# QUOTED PASSAGE
+ + + + +
A warrant issued based on this application, authorizing law enforcement officers to search Mr. Payton's vehicle for: weapons or ammunition; electronic devices (that is, cell phones); controlled substances; documents showing vehicle ownership; and stolen property. (Id. at 5-7.)

Guided by the principles set forth above, the Court has serious reservations about whether the warrant here was supported by probable cause. It is true that there are countless cases where warrants are supported by probable cause to search a place other than where a suspect is arrested or where a crime occurred. See, e.g., Keele, 589 F.3d at 944 (drug manufacturing equipment in vehicle supported probable cause to search for similar contraband at suspect's residence); United States v. Willard, No. 22-cr-80 (DWF/DTS), 2023 WL 2838102, at *3 (D. Minn. Jan. 11, 2023) (sufficient nexus existed between criminal activity and suspect's apartment based on social media posts showing suspect's possession of firearms, firearms discovered in suspect's vehicle, and location data showing burglary co-defendant near suspect's apartment shortly after burglary),R. and R. adopted, 2023 WL 2401515 (D. Minn. Mar. 8, 2023). But those cases rightly focus on the individual nature and circumstances of the crimes being investigated: where a person is engaged “in a continuing course of criminal activity,” or where it can be fairly inferred that a drug dealer might keep their stash elsewhere, searching additional locations may be permissible. Tellez, 217 F.3d at 549; see also United States v. Neadeau, No. 20-cr-224 (WMW/LIB), 2021 WL 4046393, at *4 (D. Minn. June 22, 2021) (noting that magistrates may draw reasonable inferences about where evidence is likely to be kept), R. and R. adopted, 2021 WL 367496 (D. Minn. Aug. 19, 2021.)
+ + + + +
# DATASET CONTENT
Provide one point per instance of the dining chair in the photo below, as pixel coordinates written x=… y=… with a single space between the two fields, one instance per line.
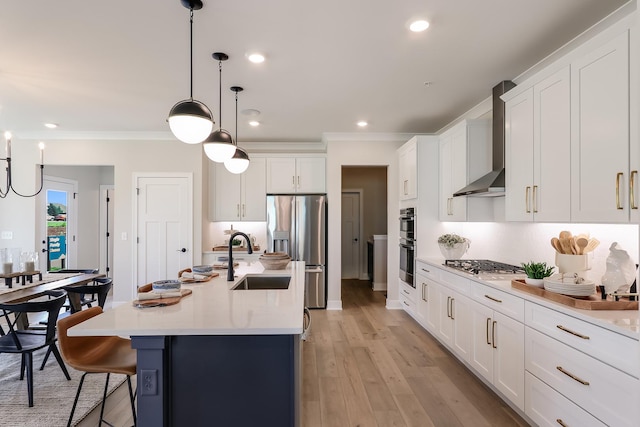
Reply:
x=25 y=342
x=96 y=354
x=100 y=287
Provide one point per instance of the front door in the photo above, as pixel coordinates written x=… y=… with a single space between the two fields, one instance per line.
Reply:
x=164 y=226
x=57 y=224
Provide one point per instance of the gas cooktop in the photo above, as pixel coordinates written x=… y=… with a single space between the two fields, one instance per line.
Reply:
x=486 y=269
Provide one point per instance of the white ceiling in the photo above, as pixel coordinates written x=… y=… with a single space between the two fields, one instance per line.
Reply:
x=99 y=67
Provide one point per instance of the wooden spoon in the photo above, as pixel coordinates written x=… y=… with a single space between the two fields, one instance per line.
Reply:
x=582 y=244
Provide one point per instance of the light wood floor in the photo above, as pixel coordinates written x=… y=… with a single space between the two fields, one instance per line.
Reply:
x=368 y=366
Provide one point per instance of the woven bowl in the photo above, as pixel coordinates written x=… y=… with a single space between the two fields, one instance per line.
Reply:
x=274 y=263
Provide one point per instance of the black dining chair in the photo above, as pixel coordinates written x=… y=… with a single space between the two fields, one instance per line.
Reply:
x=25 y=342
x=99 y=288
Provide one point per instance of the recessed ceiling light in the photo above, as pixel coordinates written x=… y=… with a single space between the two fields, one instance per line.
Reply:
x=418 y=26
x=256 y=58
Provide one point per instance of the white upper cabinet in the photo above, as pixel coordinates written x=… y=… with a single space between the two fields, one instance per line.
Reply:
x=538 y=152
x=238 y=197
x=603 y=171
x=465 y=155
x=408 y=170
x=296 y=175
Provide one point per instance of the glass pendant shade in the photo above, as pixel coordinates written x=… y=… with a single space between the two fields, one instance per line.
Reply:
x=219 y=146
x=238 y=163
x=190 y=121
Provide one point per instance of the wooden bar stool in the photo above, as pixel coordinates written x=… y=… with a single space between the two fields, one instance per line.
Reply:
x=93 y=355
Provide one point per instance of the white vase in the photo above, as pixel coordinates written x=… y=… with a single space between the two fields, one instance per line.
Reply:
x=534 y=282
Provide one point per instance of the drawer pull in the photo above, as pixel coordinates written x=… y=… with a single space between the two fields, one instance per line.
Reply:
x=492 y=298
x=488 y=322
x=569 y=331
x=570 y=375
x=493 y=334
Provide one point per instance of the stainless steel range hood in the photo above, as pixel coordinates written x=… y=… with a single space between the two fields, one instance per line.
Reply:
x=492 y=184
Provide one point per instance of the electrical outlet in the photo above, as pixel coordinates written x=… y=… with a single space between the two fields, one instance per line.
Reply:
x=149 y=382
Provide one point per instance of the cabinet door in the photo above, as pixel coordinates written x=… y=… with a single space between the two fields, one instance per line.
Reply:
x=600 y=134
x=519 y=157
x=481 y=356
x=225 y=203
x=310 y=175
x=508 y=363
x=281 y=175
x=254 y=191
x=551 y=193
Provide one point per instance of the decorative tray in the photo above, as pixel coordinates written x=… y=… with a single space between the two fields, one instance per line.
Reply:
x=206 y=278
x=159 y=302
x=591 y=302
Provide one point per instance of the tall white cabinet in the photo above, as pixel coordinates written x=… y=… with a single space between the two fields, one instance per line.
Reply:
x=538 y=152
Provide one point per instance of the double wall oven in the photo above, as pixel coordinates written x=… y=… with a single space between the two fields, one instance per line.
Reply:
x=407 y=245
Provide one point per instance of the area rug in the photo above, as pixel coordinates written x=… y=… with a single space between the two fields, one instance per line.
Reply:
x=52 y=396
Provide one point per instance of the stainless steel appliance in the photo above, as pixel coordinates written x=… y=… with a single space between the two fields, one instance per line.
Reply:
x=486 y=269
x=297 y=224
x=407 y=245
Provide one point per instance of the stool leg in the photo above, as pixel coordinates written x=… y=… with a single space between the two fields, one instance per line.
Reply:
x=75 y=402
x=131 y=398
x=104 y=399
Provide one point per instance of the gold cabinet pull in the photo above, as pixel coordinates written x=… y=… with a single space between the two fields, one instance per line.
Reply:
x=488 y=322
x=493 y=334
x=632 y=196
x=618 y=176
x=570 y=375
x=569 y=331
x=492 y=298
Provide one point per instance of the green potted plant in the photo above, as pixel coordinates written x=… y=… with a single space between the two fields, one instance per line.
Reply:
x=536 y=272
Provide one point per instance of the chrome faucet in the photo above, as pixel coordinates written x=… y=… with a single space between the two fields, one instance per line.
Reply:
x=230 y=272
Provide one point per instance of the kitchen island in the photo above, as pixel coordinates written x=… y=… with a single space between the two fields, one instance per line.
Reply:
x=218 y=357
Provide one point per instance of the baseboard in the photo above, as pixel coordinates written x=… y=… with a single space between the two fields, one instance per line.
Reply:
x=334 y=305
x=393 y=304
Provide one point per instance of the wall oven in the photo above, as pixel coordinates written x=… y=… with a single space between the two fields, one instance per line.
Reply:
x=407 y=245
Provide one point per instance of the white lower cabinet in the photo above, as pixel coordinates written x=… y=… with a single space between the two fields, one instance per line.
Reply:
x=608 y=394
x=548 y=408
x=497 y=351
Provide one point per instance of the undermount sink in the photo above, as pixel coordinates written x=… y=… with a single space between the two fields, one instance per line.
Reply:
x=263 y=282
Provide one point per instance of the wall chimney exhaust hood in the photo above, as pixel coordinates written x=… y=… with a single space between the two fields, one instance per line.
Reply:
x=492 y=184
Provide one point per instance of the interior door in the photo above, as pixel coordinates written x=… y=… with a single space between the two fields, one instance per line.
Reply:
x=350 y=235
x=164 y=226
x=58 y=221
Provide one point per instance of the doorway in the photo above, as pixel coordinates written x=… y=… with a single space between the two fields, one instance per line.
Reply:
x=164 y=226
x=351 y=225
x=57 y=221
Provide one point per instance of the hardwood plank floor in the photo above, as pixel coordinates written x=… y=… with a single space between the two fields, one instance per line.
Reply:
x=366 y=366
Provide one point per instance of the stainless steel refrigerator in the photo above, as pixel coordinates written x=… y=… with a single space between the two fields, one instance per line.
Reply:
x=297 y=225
+ + + + +
# PROBLEMS AND TASKS
a - Reproduce the stretch of the warrant passage from "A warrant issued" through "(Id. at 5-7.)" word for word.
b - Rewrite the stretch of the listing from the line that contains "Provide one point per instance of the recessed" through the line that contains "x=591 y=302", keeping every line and adding 79 to each x and y coordinate value.

# FULL SOLUTIONS
a -
A warrant issued based on this application, authorizing law enforcement officers to search Mr. Payton's vehicle for: weapons or ammunition; electronic devices (that is, cell phones); controlled substances; documents showing vehicle ownership; and stolen property. (Id. at 5-7.)

b -
Provide one point per instance of the recessed ceiling light in the photo above, as pixel coordinates written x=… y=… with a single space between the two fields, one instance per line.
Reply:
x=497 y=105
x=335 y=137
Provide one point per instance of the white upper cabinet in the photo above, as pixel coordinates written x=… y=… with a single space between the two fields, one instance per line.
Reply:
x=617 y=231
x=317 y=276
x=682 y=250
x=544 y=234
x=487 y=249
x=375 y=254
Provide one point per instance of the glass pendant shade in the photo above, as pixel coordinates written x=… y=… with a single space between the two fields, one instance per line.
Reply:
x=298 y=225
x=317 y=242
x=269 y=200
Provide one point per instance of the wooden bar stool in the photo above, as pixel coordinates written x=… y=… with a single space between the two fields, one instance per line.
Reply:
x=172 y=434
Provide one point per instance of the white vase in the photo above, as pixel coordinates written x=… y=… with a single space between the two fields, one instance per line.
Reply:
x=613 y=361
Provide one point per instance of the drawer pull in the photo above, as pixel coordinates written x=… y=… with a single space between the two fields, one instance per line.
Reply:
x=571 y=377
x=567 y=401
x=648 y=410
x=649 y=454
x=572 y=413
Provide one point per instance of the stainless steel range hood in the photo above, as pixel coordinates written x=… y=… with a single space between the two fields, one instance per line.
Reply:
x=571 y=263
Provide one point per instance of the electrical outlet in the photo above, as pixel coordinates written x=… y=… with a single space between the two fields, one instance per line.
Reply:
x=228 y=461
Provide one point per instance of the cabinet door in the photo above, as pixel coordinates written x=… y=… with a single space between the two fields, one instance per line.
Reply:
x=679 y=213
x=598 y=236
x=560 y=435
x=304 y=282
x=389 y=254
x=587 y=442
x=360 y=254
x=333 y=270
x=630 y=272
Provide one point per instance of the decorative tray in the photo above, as pixel coordinates written x=… y=… with a single space between the two fields, one instance per line.
Reply:
x=285 y=357
x=238 y=381
x=670 y=381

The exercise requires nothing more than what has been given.